— OBJECTIVE —
Reproduce every one of the rows below line for line, changing nothing.

(Data entries)
----
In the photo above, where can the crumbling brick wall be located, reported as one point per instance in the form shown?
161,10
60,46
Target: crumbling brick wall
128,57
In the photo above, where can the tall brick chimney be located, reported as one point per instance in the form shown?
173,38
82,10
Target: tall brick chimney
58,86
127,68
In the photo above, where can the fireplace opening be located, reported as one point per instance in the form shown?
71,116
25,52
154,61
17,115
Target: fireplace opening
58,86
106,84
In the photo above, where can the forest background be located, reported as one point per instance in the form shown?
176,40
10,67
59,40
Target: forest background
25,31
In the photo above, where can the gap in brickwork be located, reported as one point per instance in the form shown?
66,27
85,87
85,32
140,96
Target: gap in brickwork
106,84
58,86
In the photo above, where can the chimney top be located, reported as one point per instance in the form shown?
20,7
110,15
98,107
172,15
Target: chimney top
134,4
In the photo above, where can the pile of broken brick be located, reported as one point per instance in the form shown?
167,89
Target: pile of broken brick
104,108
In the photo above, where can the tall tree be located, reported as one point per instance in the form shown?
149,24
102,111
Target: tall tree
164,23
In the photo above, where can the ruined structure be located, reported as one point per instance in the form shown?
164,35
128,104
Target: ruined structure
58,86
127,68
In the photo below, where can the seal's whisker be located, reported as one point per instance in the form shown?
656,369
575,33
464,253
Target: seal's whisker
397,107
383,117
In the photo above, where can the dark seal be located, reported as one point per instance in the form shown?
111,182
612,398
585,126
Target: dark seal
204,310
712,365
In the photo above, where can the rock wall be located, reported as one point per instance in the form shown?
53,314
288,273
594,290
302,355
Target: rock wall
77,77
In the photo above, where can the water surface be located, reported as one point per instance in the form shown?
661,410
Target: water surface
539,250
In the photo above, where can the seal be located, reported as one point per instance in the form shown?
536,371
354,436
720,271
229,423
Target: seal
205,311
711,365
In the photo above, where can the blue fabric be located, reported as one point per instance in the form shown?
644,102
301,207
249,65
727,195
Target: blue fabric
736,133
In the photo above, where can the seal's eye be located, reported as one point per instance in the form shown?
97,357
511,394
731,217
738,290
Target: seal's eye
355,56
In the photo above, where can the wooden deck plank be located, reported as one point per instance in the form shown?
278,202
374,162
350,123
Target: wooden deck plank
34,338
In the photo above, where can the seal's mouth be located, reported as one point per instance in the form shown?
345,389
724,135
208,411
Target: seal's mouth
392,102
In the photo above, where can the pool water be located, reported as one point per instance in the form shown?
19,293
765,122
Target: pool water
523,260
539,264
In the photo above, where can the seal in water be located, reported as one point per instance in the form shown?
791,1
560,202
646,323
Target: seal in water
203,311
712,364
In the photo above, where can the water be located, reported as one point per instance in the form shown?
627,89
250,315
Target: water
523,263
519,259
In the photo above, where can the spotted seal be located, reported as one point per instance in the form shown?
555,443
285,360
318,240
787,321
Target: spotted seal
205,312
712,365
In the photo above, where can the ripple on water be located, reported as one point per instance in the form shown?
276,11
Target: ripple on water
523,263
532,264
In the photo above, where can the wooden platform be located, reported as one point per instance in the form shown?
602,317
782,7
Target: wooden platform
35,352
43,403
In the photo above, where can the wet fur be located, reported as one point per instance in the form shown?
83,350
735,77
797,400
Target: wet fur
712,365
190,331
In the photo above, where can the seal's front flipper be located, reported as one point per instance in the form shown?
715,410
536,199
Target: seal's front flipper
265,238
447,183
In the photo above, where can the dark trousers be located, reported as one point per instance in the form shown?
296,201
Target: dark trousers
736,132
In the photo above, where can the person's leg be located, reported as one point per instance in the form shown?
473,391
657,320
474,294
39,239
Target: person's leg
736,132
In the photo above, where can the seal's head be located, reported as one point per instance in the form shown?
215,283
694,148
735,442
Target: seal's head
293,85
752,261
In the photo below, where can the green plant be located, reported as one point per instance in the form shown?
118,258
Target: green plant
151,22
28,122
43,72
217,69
----
— ANSWER TO THIS EXERCISE —
In the photo above, where can the crumbling brick wall be located, reported as one point per instance in the form shown?
161,10
60,46
Target: crumbling brick wall
128,57
In the photo above, where can the tall brick chimney be located, reported as one point per instance in the form shown?
173,38
82,10
Target: tall brick chimney
58,86
127,68
In the photo above, where can the fireplace opening be located, reported as one point per instance in the form shown?
71,116
25,52
154,61
17,115
Target: fireplace opening
58,86
106,84
In the photo above, where can the forest background be located, reported as one point per instance in the form shown?
176,40
10,67
59,40
Target: forest background
25,31
In the photo above, where can the gap in brickwork be located, reported as one point per instance in the form shown?
66,27
85,87
85,32
140,96
Target: gap in brickwork
106,84
58,86
In the photo above, where can the chimney top be located, reported as one point per instance in the form shown?
20,7
110,15
98,107
172,15
Target: chimney top
134,4
In the photo above, where can the pile of broken brick be located, reported as one point per instance in the form shown?
167,89
Target: pile of broken brick
104,108
In the photo above, where can the tall tree be located, reported as one point per instance in the form shown?
149,24
102,111
Target: tall tree
164,23
In the photo above, where can the ruined structure be located, reported as one point per instance in the form shown?
164,35
128,104
Target: ruined structure
58,86
127,68
In the photo below, where can the seal's whisker be located, reported as one point per instance in the form shown?
656,369
575,33
464,253
Target: seal's whisker
397,107
383,117
In the photo above, where can the dark seal be located, reported as one point per instance in the form shown?
111,182
612,398
585,126
Target: dark seal
204,310
712,365
In the photo above, where can the rock wall be located, reported as one point per instance in the form shown?
53,314
288,273
594,290
302,355
Target: rock wall
77,77
In the photo above, where can the water surface be located, reported as one point per instance in the form shown?
661,410
Target: water surface
539,250
In the photo above, where can the seal be located, reported as one point per instance in the form shown?
536,371
354,436
720,271
229,423
Target: seal
205,311
711,365
In the photo above, where can the blue fabric be located, reported as one point per instance in the form shown?
644,102
301,207
249,65
727,195
Target: blue fabric
736,133
In the photo above, where can the seal's eye be located, reported as one point per instance in the form shown?
97,357
511,394
731,217
738,290
Target: seal's eye
355,56
In the photo above, where can the wooden deck plank be located, reported as one point per instance in the form shown?
278,202
374,162
350,123
Target: wooden deck plank
34,338
In the photo above, where can the seal's mouth be located, reported as one point per instance in the form shown?
345,389
724,135
208,411
Target: seal's mouth
392,102
In the photo above, where can the pool water be located, reported as one point per instance in the form shown?
19,293
765,122
Target: pool water
523,260
539,264
In the photo above, where can the seal in water be located, reported as one point per instance in the form shown?
791,1
560,202
646,323
Target: seal in water
203,311
712,364
In the photo above, where can the water be located, reported as one point per instance in the form shown?
627,89
250,315
Target: water
523,263
519,259
In the photo above, where can the spotted seal be located, reported as one point per instance in the form shown?
555,443
285,360
318,240
787,321
Target: spotted seal
205,312
712,365
In the photo above, where can the ripple on water be located, reported as one point per instance in the form shown?
276,11
Target: ripple on water
523,263
532,264
In the photo above, where can the wooden platform be located, reported as one point per instance in the form shown?
602,317
782,7
Target: wooden platform
35,352
43,403
In the photo above, where can the wet fur be located, reported as one point per instance in the form shown?
83,350
735,77
797,400
Target: wet fur
712,365
190,331
In the photo above, where can the seal's front flipper be located, reported as one point per instance in the form shown?
715,410
536,199
Target: seal's front flipper
265,238
447,183
In the photo above, where can the dark trousers be located, reported as one point per instance in the form shown?
296,201
Target: dark trousers
736,132
In the photo above, where can the person's leg be located, reported as one point per instance in the form shown?
473,391
657,320
474,294
39,239
Target: person's leg
736,132
In the photo above, where can the seal's head be located, reported as one point per instance in the form shown?
215,283
694,148
735,442
Target: seal's head
293,85
752,261
In the photo below, where can the green plant be located, reported as one point per instance in the form shown?
118,258
Target: green plant
151,22
28,122
43,72
217,69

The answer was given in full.